#### Texte à lire ####

Pour décrire la migration de valeur liée aux mécanismes numériques d'intermédiation, deux barbarismes ont vu le jour : "l'uberisation" et "la nestification". Dans sa série d'articles publiés sur son blog Opinions Libres "Comment éviter de se faire uberiser", l'expert et consultant en nouvelles technologiques Olivier Ezratty(1) revient sur ce double phénomène économique. " "Uberiser" désigne l'apparition d'une marque digitale en concurrence frontale avec le secteur traditionnel qui entraîne une fragilisation, voire la disparition à terme, du modèle économique et des acteurs historiques. " Amazon dans le commerce, Google dans la publicité, Netflix dans la vidéo, Square dans la banque et, bien sûr, Uber face aux taxis : progressivement, tous les services se digitalisent, faisant la part belle aux pure-players, plus agiles et moins contraints par des structures et des modèles économiques historiques.

" La "nestification" décrit le même phénomène de destruction et de migration de valeur mais, cette fois-ci, appliqué aux objets physiques ", précise Olivier Ezratty. Un marché au potentiel immense et qui concerne tant l'électroménager, les porte-clés, les porte-monnaies, l'éclairage, la santé, la surveillance, la joaillerie, le textile, etc. " Le CES (Consumer Electronic Show) était cette année une réelle foire aux objets, voire aux gadgets connectés. On assiste à une phase de bulle et d'innovation expérimentale. Reste à savoir quel standard émergera " , interroge l'expert. Un marché sur lequel Google devrait largement tirer son épingle du jeu : le moteur de recherche a racheté l'an dernier la start-up Nest, pour se positionner sur le marché de la maison intelligente.

(1) Après avoir passé 15 ans chez Microsoft où il crée notamment la Division développeurs et Plateforme d'entreprise, il lance son activité de conseil en stratégie et innovation en 2005. Il est aussi reconnu pour son activité de blogueur autour des thèmes de entrepreneuriat, des start-up, et de l'innovation.

Retrouvez notre série d'interviews consacrée à l'innovation :

- [RV Innovation] Nicolas Ferrary, Airbnb France : "Délivrer la meilleure expérience possible pour générer le maximum de bouche-à-oreille"

- [RV Innovation] Vincent Ducrey, cofondateur du Hub Institute : "Les nouveaux business models reposent sur la cross-fertilisation"

- [RV Innovation] Olivier Ezratty, consultant : "On vit une phase de bulle et d'innovation expérimentale"

- [RV Innovation] Rémy Poulachon, directeur de l'innovation, Sedona : "Tous les modèles de relation directe sont des modèles de rupture"

Retrouvez en kiosque le numéro spécial innovation du magazine "Marketing"


4. Expérience utilisateur (UX)

#### Extrait de données ####

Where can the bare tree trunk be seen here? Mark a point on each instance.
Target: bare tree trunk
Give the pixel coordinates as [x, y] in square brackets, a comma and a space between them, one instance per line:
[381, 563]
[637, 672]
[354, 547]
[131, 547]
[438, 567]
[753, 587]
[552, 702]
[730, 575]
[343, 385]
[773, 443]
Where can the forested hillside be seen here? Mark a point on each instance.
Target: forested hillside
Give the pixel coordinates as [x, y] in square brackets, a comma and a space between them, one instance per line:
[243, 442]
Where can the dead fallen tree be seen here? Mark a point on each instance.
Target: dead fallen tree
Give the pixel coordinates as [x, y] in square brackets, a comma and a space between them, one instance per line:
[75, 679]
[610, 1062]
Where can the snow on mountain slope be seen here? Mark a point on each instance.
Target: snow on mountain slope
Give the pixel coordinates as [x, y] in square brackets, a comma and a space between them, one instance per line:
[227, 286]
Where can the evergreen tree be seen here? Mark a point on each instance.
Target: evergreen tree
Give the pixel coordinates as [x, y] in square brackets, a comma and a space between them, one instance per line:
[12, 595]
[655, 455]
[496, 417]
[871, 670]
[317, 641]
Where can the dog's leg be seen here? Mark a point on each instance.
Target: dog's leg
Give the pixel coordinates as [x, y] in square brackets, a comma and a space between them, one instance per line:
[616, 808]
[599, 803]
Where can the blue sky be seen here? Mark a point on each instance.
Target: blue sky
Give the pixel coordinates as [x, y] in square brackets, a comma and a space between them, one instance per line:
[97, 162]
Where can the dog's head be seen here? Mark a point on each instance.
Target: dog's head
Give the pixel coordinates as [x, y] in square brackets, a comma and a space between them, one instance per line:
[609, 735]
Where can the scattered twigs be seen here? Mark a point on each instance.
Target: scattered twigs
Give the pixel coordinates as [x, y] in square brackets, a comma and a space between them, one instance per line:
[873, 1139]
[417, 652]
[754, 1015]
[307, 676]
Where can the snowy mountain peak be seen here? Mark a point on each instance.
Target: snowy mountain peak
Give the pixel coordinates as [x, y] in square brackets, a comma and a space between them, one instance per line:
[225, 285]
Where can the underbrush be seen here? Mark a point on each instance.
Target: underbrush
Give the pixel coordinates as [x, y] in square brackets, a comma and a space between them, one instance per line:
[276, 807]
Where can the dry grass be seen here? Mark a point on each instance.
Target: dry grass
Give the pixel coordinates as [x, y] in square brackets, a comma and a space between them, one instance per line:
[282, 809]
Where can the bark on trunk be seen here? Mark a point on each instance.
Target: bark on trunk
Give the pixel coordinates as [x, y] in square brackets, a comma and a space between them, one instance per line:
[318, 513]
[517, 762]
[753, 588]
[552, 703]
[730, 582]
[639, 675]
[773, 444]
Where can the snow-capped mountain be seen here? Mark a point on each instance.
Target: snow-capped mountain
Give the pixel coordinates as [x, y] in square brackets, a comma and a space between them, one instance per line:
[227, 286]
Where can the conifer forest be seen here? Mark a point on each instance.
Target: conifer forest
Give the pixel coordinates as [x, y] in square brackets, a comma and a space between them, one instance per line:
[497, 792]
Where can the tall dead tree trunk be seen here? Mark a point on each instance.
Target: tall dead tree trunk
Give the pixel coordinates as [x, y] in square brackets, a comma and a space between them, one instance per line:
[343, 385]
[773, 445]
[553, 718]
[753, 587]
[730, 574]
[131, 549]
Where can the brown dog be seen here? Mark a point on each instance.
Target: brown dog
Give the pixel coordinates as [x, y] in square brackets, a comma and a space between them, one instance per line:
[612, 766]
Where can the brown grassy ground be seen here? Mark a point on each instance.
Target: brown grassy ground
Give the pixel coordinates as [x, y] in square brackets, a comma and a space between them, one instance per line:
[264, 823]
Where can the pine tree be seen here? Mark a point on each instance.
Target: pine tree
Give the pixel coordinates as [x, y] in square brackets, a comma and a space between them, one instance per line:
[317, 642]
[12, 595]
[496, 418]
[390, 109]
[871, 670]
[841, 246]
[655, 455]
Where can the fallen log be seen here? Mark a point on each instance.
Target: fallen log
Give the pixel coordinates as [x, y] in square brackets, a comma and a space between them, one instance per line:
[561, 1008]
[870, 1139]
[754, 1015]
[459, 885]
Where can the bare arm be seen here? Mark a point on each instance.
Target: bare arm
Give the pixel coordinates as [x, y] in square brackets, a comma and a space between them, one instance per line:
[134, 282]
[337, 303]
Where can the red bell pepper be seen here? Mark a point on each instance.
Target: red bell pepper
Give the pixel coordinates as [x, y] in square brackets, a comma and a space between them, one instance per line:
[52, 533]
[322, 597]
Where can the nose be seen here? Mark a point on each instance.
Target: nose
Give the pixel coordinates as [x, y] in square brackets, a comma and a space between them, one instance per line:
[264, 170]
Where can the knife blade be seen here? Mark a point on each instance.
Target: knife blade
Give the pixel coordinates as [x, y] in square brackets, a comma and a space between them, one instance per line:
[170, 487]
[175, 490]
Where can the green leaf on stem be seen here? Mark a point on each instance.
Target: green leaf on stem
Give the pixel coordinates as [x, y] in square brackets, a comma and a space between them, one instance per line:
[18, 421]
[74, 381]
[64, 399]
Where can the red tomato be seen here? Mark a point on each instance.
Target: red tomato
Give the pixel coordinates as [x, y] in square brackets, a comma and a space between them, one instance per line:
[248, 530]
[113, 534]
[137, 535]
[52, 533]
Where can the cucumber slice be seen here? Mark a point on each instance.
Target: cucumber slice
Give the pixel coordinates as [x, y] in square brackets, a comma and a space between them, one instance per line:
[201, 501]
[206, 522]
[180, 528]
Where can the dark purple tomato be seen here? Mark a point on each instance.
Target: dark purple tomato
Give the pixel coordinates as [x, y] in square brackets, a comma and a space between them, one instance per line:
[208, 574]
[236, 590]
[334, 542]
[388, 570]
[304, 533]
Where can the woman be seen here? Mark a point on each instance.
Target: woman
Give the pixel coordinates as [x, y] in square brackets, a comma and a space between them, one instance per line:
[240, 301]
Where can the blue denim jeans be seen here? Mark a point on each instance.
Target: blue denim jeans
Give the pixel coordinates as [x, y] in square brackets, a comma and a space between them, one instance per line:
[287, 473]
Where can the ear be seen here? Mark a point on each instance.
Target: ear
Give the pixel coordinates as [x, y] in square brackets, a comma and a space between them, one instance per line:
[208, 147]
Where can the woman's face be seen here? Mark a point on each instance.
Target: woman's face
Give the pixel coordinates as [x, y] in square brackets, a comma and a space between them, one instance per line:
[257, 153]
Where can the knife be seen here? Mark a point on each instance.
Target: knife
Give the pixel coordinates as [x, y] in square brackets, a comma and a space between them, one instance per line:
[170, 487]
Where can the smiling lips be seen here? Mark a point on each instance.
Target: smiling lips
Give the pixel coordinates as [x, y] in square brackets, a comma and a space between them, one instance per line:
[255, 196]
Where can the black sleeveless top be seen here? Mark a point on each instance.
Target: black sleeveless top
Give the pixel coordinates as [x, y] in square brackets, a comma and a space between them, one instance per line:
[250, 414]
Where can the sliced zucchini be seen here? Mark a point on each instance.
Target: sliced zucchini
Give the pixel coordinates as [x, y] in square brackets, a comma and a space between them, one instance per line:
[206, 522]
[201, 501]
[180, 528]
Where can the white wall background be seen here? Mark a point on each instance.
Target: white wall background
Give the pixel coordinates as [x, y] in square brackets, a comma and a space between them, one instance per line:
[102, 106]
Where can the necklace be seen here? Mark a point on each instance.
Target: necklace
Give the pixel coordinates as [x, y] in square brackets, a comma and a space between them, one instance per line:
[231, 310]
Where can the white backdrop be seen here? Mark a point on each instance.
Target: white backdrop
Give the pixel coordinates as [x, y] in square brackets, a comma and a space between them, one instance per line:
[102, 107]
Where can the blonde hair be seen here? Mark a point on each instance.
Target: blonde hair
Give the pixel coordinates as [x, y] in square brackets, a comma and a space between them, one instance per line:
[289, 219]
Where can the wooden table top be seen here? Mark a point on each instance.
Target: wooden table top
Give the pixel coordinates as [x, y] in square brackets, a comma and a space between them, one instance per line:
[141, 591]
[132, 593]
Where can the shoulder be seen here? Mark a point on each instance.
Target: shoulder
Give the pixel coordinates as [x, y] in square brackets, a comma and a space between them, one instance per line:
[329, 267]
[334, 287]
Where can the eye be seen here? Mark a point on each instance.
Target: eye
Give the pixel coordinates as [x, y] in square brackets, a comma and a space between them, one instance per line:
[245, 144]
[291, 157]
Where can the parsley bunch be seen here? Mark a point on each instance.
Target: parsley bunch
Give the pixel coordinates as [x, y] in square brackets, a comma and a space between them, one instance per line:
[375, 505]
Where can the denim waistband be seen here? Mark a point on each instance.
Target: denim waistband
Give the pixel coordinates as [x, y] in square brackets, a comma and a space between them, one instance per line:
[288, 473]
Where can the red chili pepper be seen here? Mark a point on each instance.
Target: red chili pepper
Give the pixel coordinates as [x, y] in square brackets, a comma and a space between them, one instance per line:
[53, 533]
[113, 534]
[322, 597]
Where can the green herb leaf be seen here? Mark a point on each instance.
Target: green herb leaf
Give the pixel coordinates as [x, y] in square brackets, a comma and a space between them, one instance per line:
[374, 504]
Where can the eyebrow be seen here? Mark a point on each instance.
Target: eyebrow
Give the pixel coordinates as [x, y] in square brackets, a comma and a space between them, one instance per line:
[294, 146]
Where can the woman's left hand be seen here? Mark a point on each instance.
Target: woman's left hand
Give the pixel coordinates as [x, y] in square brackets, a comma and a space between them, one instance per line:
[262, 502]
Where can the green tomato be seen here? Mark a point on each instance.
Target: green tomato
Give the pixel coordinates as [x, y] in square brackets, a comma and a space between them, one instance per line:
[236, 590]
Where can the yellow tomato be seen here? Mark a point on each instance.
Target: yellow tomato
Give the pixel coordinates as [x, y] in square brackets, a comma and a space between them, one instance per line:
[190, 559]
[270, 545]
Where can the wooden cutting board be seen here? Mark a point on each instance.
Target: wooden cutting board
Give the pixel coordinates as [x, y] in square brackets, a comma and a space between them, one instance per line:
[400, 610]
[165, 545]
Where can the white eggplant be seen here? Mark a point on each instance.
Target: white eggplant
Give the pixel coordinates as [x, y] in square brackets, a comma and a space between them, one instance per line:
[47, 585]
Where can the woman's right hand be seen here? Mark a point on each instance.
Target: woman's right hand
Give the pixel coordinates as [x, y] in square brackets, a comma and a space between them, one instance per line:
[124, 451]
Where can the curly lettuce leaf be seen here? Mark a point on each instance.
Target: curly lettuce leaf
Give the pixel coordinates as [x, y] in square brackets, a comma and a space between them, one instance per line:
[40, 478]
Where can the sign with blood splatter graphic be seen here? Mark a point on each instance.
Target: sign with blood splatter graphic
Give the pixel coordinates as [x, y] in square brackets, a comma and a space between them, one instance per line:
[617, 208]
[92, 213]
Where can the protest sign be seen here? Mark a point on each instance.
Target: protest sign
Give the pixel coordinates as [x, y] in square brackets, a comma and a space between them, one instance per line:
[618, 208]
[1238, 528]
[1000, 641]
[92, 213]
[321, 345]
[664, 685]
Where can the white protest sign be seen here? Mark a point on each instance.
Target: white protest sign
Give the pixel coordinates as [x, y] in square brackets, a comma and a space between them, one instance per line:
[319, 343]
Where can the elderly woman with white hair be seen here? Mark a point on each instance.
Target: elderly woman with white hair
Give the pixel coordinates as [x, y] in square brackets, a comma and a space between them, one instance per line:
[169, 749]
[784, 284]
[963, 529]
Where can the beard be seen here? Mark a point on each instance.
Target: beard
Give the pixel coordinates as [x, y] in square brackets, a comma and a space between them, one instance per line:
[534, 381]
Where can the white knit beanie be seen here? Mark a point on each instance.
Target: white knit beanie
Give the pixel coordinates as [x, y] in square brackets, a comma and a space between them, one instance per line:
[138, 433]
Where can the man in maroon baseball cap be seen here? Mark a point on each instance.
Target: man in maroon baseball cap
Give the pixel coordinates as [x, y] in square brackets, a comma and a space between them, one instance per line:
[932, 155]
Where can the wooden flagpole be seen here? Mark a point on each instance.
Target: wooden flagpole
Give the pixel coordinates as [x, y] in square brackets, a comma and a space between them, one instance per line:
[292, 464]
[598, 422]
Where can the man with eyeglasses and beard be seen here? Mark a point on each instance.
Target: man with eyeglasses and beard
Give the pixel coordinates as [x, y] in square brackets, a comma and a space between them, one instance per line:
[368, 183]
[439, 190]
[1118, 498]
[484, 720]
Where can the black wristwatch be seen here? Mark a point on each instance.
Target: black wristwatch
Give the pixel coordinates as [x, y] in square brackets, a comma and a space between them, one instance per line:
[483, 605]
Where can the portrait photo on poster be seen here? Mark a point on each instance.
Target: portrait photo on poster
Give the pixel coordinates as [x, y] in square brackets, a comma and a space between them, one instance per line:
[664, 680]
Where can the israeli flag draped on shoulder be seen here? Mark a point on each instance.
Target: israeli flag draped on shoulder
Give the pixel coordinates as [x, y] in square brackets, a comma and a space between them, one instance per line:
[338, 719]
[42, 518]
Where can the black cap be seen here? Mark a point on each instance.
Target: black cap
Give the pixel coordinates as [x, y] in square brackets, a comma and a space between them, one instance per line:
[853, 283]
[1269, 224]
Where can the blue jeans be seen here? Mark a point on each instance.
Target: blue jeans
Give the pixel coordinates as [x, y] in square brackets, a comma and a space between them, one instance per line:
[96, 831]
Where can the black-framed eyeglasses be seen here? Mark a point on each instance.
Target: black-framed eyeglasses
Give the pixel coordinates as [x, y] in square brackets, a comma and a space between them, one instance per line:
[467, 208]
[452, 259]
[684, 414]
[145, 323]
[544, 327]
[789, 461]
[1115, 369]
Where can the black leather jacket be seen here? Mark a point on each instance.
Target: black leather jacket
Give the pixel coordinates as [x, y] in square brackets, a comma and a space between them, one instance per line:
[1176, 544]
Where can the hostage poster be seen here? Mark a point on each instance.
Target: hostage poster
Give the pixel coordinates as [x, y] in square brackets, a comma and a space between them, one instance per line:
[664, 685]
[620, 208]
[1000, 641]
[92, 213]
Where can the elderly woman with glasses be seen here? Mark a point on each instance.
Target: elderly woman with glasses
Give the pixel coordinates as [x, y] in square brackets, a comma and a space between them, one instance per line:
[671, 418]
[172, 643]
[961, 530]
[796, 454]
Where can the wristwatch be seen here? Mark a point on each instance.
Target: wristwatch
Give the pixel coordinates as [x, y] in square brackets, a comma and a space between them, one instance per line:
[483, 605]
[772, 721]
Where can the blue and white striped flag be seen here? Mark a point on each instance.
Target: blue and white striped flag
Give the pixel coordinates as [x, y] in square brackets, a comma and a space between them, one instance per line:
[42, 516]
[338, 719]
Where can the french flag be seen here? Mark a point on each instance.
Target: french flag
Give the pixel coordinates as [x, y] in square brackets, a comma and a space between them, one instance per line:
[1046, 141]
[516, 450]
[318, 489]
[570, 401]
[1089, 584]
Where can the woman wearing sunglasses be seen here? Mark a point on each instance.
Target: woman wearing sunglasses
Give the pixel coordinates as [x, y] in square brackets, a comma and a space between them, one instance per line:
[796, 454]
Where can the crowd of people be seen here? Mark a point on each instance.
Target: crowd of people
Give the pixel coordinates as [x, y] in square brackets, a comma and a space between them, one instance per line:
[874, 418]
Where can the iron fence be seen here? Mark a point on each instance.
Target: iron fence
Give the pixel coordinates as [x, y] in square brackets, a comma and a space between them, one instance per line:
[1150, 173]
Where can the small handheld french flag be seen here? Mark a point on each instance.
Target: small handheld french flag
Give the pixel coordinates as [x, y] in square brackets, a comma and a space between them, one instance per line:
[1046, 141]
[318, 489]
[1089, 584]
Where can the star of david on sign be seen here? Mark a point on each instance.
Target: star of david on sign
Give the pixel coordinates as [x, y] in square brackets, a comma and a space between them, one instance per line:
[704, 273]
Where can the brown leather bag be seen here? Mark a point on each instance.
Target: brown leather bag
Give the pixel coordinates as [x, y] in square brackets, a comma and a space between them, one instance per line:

####

• **Travail à faire**:
[A] Réécrivez le texte sur l'uberisation depuis « - [RV Innovation] Olivier » jusqu'à « Expérience utilisateur (UX) », en renommant « kiosque » en « librairie ».
[B] Prolongez le texte sur l'uberisation et la nestification au-delà de sa dernière ligne.
Ces enregistrements ne servent à rien dans cet exercice.

• **Les réponses**:
[A]
- [RV Innovation] Olivier Ezratty, consultant : "On vit une phase de bulle et d'innovation expérimentale"

- [RV Innovation] Rémy Poulachon, directeur de l'innovation, Sedona : "Tous les modèles de relation directe sont des modèles de rupture"

Retrouvez en librairie le numéro spécial innovation du magazine "Marketing"


4. Expérience utilisateur (UX)

[B]
Ergonomie, design, simplicité, cohérence, rapidité, intuitivité sont les maîtres-mots de l'expérience utilisateur (ou UX pour "User eXperience"). A un clic de n'importe quel service ou produit, le client est plus volatil et exigeant que jamais. Ne pas le décevoir, répondre à ses attentes, lui fournir le meilleur service possible est indispensable pour le fidéliser et le transformer en ambassadeur de sa marque. Pour délivrer cette expérience "sans couture", les start-up pratiquent la méthode du "Design thinking", une méthode d'innovation centrée sur l'utilisateur ("human centric design") et qui fait la synthèse pluridisciplinaire ente les compétences analytiques des ingénieurs et des professionnels du marketing et les compétences intuitives des créatifs.

5. Agilité


"Move fast, break things", clame Facebook. La souplesse et la rapidité d'action sont une des armes de poids de ces entreprises web. Elles ont adopté la méthode expérimentale et itérative du "lean start-up" : il ne s'agit pas d'attendre que le produit soit parfait, mais de travailler au mieux ses fonctionnalités principales et de savoir quelle population on veut cibler en premier. Une fois défini son MVP ("Minimum Viable Product"), la start-up se confronte au terrain pour, rapidement, ajuster et améliorer son produit grâce aux retours des utilisateurs.

6. Open-innovation

L'ouverture et la cross-fertilisation des compétences et des savoirs encouragent la créativité et l'innovation. Symbole de ce maillage, la Silicon Valley est l'écosystème le plus dense au monde avec ses universités et laboratoires de recherche, ses investisseurs (business angels, VC), ses incubateurs (Y Combinator). Le "hackaton" qui rassemblent créatifs, marketeurs et codeurs pour inventer ou améliorer un service web en un temps records participe de cette approche, qui fait du désilotage la règle et de la collaboration un impératif.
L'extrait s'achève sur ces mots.